─── Recorded data ───

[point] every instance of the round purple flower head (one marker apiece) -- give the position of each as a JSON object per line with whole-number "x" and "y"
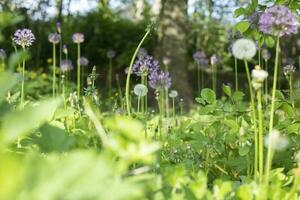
{"x": 160, "y": 80}
{"x": 145, "y": 66}
{"x": 84, "y": 61}
{"x": 110, "y": 54}
{"x": 200, "y": 58}
{"x": 24, "y": 37}
{"x": 65, "y": 49}
{"x": 54, "y": 38}
{"x": 142, "y": 53}
{"x": 66, "y": 65}
{"x": 78, "y": 38}
{"x": 266, "y": 54}
{"x": 278, "y": 21}
{"x": 2, "y": 54}
{"x": 214, "y": 60}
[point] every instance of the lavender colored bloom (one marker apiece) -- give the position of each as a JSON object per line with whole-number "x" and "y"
{"x": 145, "y": 66}
{"x": 160, "y": 80}
{"x": 83, "y": 61}
{"x": 278, "y": 20}
{"x": 2, "y": 54}
{"x": 58, "y": 27}
{"x": 142, "y": 53}
{"x": 214, "y": 60}
{"x": 65, "y": 49}
{"x": 54, "y": 38}
{"x": 289, "y": 70}
{"x": 266, "y": 55}
{"x": 110, "y": 54}
{"x": 200, "y": 58}
{"x": 66, "y": 65}
{"x": 24, "y": 37}
{"x": 78, "y": 38}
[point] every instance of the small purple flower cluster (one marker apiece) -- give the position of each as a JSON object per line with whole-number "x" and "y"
{"x": 54, "y": 38}
{"x": 24, "y": 37}
{"x": 160, "y": 80}
{"x": 200, "y": 58}
{"x": 279, "y": 21}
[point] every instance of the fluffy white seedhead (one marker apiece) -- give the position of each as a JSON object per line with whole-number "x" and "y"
{"x": 276, "y": 141}
{"x": 244, "y": 49}
{"x": 173, "y": 94}
{"x": 140, "y": 90}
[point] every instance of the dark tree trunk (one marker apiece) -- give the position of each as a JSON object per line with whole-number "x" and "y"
{"x": 172, "y": 43}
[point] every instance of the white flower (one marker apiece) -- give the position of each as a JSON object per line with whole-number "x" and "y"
{"x": 173, "y": 94}
{"x": 140, "y": 90}
{"x": 276, "y": 141}
{"x": 244, "y": 49}
{"x": 259, "y": 75}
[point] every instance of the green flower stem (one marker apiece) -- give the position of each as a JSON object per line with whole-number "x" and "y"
{"x": 110, "y": 78}
{"x": 253, "y": 113}
{"x": 54, "y": 71}
{"x": 260, "y": 134}
{"x": 236, "y": 75}
{"x": 270, "y": 151}
{"x": 23, "y": 83}
{"x": 78, "y": 70}
{"x": 127, "y": 92}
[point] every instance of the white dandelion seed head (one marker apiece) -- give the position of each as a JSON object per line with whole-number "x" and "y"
{"x": 140, "y": 90}
{"x": 244, "y": 49}
{"x": 173, "y": 94}
{"x": 276, "y": 141}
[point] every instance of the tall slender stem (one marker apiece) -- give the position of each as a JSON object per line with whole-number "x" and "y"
{"x": 261, "y": 136}
{"x": 253, "y": 120}
{"x": 78, "y": 70}
{"x": 130, "y": 71}
{"x": 270, "y": 151}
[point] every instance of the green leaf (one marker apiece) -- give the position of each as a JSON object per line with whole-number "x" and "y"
{"x": 227, "y": 90}
{"x": 18, "y": 123}
{"x": 208, "y": 95}
{"x": 243, "y": 26}
{"x": 53, "y": 138}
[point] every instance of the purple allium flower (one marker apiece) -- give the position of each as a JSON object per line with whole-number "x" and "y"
{"x": 58, "y": 27}
{"x": 289, "y": 70}
{"x": 54, "y": 38}
{"x": 214, "y": 60}
{"x": 110, "y": 54}
{"x": 200, "y": 58}
{"x": 65, "y": 49}
{"x": 266, "y": 55}
{"x": 142, "y": 53}
{"x": 66, "y": 65}
{"x": 78, "y": 38}
{"x": 278, "y": 20}
{"x": 145, "y": 66}
{"x": 83, "y": 61}
{"x": 160, "y": 80}
{"x": 24, "y": 37}
{"x": 2, "y": 54}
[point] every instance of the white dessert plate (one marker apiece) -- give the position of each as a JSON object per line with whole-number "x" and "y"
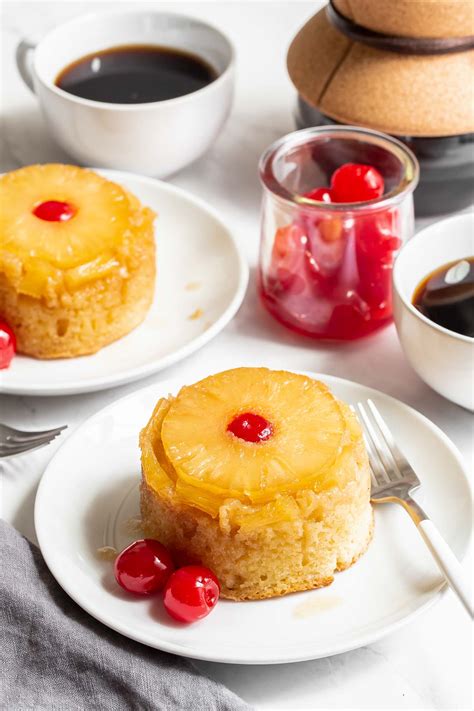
{"x": 88, "y": 498}
{"x": 201, "y": 281}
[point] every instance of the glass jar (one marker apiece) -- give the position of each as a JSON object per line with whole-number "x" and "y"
{"x": 446, "y": 165}
{"x": 326, "y": 269}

───

Task requirements. Retype every item above word for word, and leave the pictures out of your copy.

Solution for this task.
[point] every instance of the round purple flower head (one marker apiece) -- give the position of each as a JSON object per line with whole-number "x" and "y"
{"x": 160, "y": 80}
{"x": 145, "y": 66}
{"x": 84, "y": 61}
{"x": 110, "y": 54}
{"x": 200, "y": 58}
{"x": 24, "y": 37}
{"x": 65, "y": 49}
{"x": 54, "y": 38}
{"x": 142, "y": 53}
{"x": 66, "y": 65}
{"x": 78, "y": 38}
{"x": 266, "y": 54}
{"x": 278, "y": 21}
{"x": 2, "y": 54}
{"x": 214, "y": 60}
[point] every instance of the lavender colored bloom (one marker apiece) -- give the position of each as a JSON object per line with whole-number "x" and "y"
{"x": 145, "y": 66}
{"x": 160, "y": 80}
{"x": 83, "y": 61}
{"x": 278, "y": 20}
{"x": 2, "y": 54}
{"x": 58, "y": 27}
{"x": 142, "y": 53}
{"x": 214, "y": 60}
{"x": 65, "y": 49}
{"x": 54, "y": 38}
{"x": 289, "y": 70}
{"x": 266, "y": 55}
{"x": 110, "y": 54}
{"x": 200, "y": 58}
{"x": 66, "y": 65}
{"x": 24, "y": 37}
{"x": 78, "y": 38}
[point] every instance of the small purple flower cluster (one marker apiece) -- give the position of each as a JSON object per line with whole-number "x" and "y"
{"x": 54, "y": 38}
{"x": 24, "y": 37}
{"x": 160, "y": 80}
{"x": 200, "y": 58}
{"x": 279, "y": 21}
[point] every instance of the fluffy white seedhead (one marker apiece) -- give the position of each as a JSON object per line with whole-number "x" and "y"
{"x": 276, "y": 141}
{"x": 244, "y": 49}
{"x": 173, "y": 94}
{"x": 140, "y": 90}
[point] every instance of the dark tree trunk (one marker apiece) -- give the position of each as a JSON object per line with whole-number "x" and "y"
{"x": 172, "y": 43}
[point] every instance of the white flower (one marker apiece) -- give the position of each as a JSON object per line with whole-number "x" and "y"
{"x": 173, "y": 94}
{"x": 140, "y": 90}
{"x": 276, "y": 141}
{"x": 244, "y": 49}
{"x": 259, "y": 75}
[point] every instance of the green flower stem (one marker apiece) -- give the position of each as a JSON object per line with whole-number "x" and "y"
{"x": 110, "y": 78}
{"x": 253, "y": 113}
{"x": 54, "y": 71}
{"x": 260, "y": 134}
{"x": 236, "y": 75}
{"x": 270, "y": 151}
{"x": 23, "y": 83}
{"x": 78, "y": 70}
{"x": 127, "y": 92}
[point] every instance of the white dandelion seed head (one marker apiece) -- give the position of each as a JSON object per line with whole-number "x" and "y"
{"x": 140, "y": 90}
{"x": 244, "y": 49}
{"x": 173, "y": 94}
{"x": 276, "y": 141}
[point] every instance of the tall slender stem (one marker apiece) -- give the position of each as a JSON object per line with whole-number "x" and "y"
{"x": 261, "y": 136}
{"x": 253, "y": 120}
{"x": 78, "y": 70}
{"x": 130, "y": 71}
{"x": 270, "y": 151}
[point] every instance of the green leaf (one marker apiece) -- give the position of each as a JSON object per line with whole-number "x" and "y"
{"x": 227, "y": 90}
{"x": 18, "y": 123}
{"x": 208, "y": 95}
{"x": 243, "y": 26}
{"x": 53, "y": 138}
[point] every instance of the purple allium flower (one marker apiece) -- give the position of each as a JSON object per line with whole-number "x" and "y"
{"x": 58, "y": 27}
{"x": 289, "y": 70}
{"x": 54, "y": 38}
{"x": 214, "y": 60}
{"x": 110, "y": 54}
{"x": 200, "y": 58}
{"x": 65, "y": 49}
{"x": 266, "y": 55}
{"x": 142, "y": 53}
{"x": 66, "y": 65}
{"x": 78, "y": 38}
{"x": 278, "y": 20}
{"x": 145, "y": 66}
{"x": 83, "y": 61}
{"x": 160, "y": 80}
{"x": 24, "y": 37}
{"x": 2, "y": 54}
[point] every instance of the white dessert plate (one marker apiece) -- give the position of each as a JSON object per line with whole-number "x" and "y"
{"x": 88, "y": 498}
{"x": 201, "y": 281}
[point] every instance of the glass jar (one marker apiece) -- give the position of each as a JSON object per line with whole-number "x" and "y"
{"x": 446, "y": 165}
{"x": 326, "y": 269}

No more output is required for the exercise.